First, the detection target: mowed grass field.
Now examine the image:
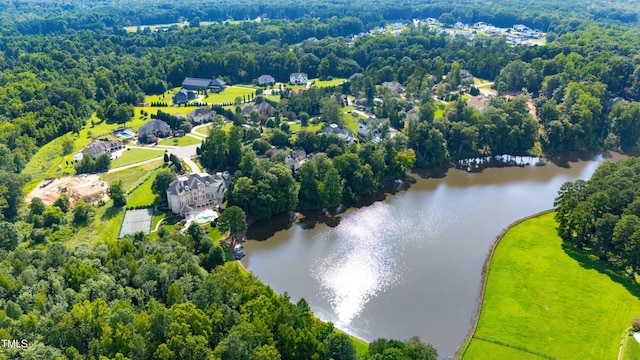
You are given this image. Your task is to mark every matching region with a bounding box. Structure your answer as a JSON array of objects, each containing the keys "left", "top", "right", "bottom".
[{"left": 464, "top": 213, "right": 640, "bottom": 360}]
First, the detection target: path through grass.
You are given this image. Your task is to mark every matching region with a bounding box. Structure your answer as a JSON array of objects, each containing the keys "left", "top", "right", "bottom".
[{"left": 464, "top": 213, "right": 640, "bottom": 360}]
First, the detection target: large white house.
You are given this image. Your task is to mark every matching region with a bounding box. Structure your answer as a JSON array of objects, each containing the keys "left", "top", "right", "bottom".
[{"left": 167, "top": 171, "right": 231, "bottom": 216}]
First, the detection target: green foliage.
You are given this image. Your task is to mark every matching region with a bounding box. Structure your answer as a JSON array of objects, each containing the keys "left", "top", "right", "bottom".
[
  {"left": 151, "top": 170, "right": 176, "bottom": 202},
  {"left": 107, "top": 180, "right": 127, "bottom": 207},
  {"left": 554, "top": 158, "right": 640, "bottom": 272},
  {"left": 463, "top": 212, "right": 640, "bottom": 359}
]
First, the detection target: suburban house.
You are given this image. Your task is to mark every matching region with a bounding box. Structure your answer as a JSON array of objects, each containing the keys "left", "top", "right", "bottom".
[
  {"left": 242, "top": 102, "right": 276, "bottom": 116},
  {"left": 167, "top": 171, "right": 231, "bottom": 216},
  {"left": 209, "top": 78, "right": 227, "bottom": 92},
  {"left": 173, "top": 89, "right": 196, "bottom": 105},
  {"left": 187, "top": 108, "right": 217, "bottom": 124},
  {"left": 284, "top": 150, "right": 307, "bottom": 173},
  {"left": 258, "top": 75, "right": 276, "bottom": 86},
  {"left": 73, "top": 140, "right": 124, "bottom": 161},
  {"left": 138, "top": 119, "right": 171, "bottom": 138},
  {"left": 289, "top": 73, "right": 309, "bottom": 85},
  {"left": 358, "top": 117, "right": 383, "bottom": 143},
  {"left": 182, "top": 78, "right": 227, "bottom": 92},
  {"left": 321, "top": 124, "right": 354, "bottom": 145},
  {"left": 467, "top": 95, "right": 491, "bottom": 111},
  {"left": 382, "top": 81, "right": 405, "bottom": 94},
  {"left": 460, "top": 69, "right": 473, "bottom": 79}
]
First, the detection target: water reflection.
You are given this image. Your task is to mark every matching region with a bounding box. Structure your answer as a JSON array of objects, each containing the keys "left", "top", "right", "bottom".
[
  {"left": 242, "top": 152, "right": 624, "bottom": 357},
  {"left": 312, "top": 203, "right": 401, "bottom": 326}
]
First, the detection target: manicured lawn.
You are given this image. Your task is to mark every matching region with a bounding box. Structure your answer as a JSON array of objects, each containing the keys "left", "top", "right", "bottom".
[
  {"left": 464, "top": 213, "right": 640, "bottom": 359},
  {"left": 127, "top": 168, "right": 161, "bottom": 207},
  {"left": 158, "top": 136, "right": 202, "bottom": 146},
  {"left": 111, "top": 149, "right": 164, "bottom": 169},
  {"left": 289, "top": 123, "right": 322, "bottom": 134},
  {"left": 194, "top": 122, "right": 233, "bottom": 136},
  {"left": 433, "top": 102, "right": 447, "bottom": 118},
  {"left": 465, "top": 339, "right": 542, "bottom": 360},
  {"left": 100, "top": 160, "right": 163, "bottom": 191},
  {"left": 622, "top": 335, "right": 640, "bottom": 360},
  {"left": 265, "top": 95, "right": 280, "bottom": 103},
  {"left": 203, "top": 86, "right": 256, "bottom": 104},
  {"left": 314, "top": 78, "right": 347, "bottom": 87}
]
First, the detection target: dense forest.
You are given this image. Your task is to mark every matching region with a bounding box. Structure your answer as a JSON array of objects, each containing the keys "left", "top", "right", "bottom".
[
  {"left": 0, "top": 225, "right": 437, "bottom": 360},
  {"left": 0, "top": 0, "right": 640, "bottom": 359},
  {"left": 555, "top": 158, "right": 640, "bottom": 274}
]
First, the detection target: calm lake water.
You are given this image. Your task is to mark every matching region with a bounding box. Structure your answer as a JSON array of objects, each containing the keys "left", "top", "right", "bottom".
[{"left": 242, "top": 154, "right": 619, "bottom": 358}]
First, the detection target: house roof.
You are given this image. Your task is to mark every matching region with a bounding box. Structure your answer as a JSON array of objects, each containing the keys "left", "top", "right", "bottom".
[
  {"left": 187, "top": 107, "right": 217, "bottom": 120},
  {"left": 182, "top": 78, "right": 211, "bottom": 88},
  {"left": 209, "top": 78, "right": 227, "bottom": 87},
  {"left": 382, "top": 81, "right": 404, "bottom": 93},
  {"left": 138, "top": 119, "right": 171, "bottom": 134},
  {"left": 167, "top": 171, "right": 231, "bottom": 195},
  {"left": 258, "top": 75, "right": 276, "bottom": 83},
  {"left": 289, "top": 73, "right": 309, "bottom": 80}
]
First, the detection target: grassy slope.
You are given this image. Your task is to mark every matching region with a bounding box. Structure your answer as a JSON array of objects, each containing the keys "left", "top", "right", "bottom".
[
  {"left": 100, "top": 158, "right": 163, "bottom": 191},
  {"left": 465, "top": 214, "right": 640, "bottom": 359},
  {"left": 622, "top": 336, "right": 640, "bottom": 360},
  {"left": 111, "top": 149, "right": 164, "bottom": 169}
]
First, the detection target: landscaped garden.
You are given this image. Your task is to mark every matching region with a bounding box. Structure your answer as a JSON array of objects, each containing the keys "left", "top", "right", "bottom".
[{"left": 463, "top": 213, "right": 640, "bottom": 359}]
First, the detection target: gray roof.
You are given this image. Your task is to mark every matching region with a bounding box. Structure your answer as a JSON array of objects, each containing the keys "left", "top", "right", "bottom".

[GIVEN REQUEST]
Gather each line above that contains the word "water" and copy those lines in full.

[TASK SOLUTION]
First, the detection target: water reflection.
First, the detection target: calm lake water.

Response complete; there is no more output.